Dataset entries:

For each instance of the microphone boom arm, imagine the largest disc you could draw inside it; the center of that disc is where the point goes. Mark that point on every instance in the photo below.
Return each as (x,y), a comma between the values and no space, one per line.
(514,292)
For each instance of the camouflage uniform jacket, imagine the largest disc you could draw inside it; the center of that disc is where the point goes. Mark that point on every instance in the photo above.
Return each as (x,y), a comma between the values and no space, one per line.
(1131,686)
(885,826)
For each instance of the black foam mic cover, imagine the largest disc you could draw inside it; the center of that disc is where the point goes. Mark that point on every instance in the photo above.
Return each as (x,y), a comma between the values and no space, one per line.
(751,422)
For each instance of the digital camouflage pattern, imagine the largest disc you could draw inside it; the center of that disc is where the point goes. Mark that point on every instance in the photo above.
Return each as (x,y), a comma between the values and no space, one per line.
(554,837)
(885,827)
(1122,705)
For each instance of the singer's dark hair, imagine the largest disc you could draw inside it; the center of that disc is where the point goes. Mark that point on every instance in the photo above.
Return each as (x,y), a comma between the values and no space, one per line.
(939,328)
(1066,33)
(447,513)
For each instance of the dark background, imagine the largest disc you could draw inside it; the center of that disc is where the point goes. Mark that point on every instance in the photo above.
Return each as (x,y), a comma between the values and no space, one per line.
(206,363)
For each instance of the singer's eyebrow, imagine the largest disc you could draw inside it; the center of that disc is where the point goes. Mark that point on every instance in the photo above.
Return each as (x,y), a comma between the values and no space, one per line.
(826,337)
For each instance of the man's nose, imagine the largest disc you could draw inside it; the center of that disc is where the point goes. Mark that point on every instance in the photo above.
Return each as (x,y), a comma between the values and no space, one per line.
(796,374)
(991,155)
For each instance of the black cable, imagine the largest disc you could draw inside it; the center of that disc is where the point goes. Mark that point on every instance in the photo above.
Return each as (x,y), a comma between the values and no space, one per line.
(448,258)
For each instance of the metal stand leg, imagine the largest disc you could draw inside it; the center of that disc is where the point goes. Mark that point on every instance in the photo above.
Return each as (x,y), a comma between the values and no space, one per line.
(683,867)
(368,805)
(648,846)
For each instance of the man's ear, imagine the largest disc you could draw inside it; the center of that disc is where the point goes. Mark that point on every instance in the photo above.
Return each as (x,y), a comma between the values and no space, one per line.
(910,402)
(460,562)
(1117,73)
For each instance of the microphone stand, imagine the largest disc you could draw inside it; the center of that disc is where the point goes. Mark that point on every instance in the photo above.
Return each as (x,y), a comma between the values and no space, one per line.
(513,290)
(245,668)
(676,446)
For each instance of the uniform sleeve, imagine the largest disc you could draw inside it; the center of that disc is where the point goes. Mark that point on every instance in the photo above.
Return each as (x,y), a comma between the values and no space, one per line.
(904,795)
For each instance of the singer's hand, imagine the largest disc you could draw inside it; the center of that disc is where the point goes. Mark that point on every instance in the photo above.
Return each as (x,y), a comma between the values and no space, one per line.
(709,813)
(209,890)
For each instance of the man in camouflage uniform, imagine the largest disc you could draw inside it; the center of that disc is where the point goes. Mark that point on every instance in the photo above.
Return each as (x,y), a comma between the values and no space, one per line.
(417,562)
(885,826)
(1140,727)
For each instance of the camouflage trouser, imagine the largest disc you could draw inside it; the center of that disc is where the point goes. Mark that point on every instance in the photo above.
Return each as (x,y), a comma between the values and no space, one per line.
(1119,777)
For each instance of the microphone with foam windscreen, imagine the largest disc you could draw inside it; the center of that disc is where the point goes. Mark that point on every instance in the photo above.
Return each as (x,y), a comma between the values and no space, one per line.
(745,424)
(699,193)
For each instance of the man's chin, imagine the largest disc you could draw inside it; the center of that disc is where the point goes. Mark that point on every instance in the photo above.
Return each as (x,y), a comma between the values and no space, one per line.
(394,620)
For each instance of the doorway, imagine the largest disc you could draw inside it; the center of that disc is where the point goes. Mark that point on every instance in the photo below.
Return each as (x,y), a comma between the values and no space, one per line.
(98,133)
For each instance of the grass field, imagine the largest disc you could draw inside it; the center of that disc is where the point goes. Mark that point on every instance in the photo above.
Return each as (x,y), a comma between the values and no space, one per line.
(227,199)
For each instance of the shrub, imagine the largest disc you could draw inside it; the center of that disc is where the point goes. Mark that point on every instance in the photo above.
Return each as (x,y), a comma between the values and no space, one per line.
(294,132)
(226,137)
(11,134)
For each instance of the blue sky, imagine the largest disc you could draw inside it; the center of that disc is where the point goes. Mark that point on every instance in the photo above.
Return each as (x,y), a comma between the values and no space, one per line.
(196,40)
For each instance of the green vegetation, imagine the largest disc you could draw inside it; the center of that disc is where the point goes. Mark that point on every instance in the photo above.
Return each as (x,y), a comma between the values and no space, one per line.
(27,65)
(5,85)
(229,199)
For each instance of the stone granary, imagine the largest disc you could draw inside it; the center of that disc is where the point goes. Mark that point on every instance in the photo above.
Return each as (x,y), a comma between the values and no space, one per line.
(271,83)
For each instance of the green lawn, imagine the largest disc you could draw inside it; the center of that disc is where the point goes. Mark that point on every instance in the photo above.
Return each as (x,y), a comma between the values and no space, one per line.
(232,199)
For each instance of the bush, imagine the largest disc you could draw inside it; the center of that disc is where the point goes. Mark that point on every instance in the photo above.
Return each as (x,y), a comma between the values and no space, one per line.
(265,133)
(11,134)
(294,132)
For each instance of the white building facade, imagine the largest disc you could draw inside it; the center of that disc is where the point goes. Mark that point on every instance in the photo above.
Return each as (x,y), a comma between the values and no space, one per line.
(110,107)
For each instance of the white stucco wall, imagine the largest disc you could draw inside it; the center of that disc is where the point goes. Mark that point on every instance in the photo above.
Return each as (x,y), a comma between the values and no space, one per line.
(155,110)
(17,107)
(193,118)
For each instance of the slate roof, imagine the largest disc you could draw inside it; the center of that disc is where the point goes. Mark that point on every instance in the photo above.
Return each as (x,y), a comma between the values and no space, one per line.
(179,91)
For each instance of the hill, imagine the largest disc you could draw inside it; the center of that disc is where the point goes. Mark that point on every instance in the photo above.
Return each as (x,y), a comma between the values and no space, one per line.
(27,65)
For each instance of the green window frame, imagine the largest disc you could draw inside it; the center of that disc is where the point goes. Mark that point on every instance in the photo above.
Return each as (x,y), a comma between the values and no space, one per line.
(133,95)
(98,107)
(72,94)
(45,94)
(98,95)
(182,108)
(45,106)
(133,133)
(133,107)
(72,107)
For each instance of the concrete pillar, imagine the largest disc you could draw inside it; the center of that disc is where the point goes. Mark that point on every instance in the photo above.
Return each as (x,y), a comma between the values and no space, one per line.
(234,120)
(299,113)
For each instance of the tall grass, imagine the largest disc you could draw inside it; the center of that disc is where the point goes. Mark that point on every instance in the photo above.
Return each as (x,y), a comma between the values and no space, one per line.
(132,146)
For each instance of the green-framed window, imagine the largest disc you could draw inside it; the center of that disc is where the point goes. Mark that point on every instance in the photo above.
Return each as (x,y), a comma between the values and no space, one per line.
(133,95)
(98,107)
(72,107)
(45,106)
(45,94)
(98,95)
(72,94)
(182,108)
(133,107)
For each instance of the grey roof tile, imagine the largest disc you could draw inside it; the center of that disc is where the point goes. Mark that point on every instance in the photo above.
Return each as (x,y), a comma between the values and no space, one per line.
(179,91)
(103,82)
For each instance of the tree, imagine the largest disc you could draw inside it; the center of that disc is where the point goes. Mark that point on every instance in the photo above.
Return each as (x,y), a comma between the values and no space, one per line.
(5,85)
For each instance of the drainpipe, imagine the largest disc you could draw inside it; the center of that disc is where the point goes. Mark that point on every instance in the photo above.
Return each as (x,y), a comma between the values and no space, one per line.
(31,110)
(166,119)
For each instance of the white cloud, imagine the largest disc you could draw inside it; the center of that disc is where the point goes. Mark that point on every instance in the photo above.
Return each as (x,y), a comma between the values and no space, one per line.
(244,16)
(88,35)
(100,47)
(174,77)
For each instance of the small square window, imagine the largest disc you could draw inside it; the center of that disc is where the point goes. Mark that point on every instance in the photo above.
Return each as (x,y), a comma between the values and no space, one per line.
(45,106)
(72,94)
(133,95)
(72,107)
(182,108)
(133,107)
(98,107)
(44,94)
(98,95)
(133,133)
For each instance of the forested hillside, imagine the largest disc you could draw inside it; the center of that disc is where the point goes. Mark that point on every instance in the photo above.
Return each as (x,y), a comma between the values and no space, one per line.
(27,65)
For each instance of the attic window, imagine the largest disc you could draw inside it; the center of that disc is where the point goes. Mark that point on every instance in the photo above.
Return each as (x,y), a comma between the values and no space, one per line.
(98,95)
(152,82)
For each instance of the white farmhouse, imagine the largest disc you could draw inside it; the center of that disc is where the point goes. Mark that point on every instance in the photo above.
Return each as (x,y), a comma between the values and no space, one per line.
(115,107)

Problem to work on: Rewrite the records from the line that contains "For each instance of the white farmhouse, imagine" through the end, putting "red barn" in place of "white farmhouse" and leaving everything else unchanged.

Complete answer:
For each instance of the red barn, imagine the largest disc you could draw inside it; the center of that disc is where the point goes. Mark that point on every instance in the photo above.
Return each as (x,y), a comma between the values and no space, one per line.
(115,107)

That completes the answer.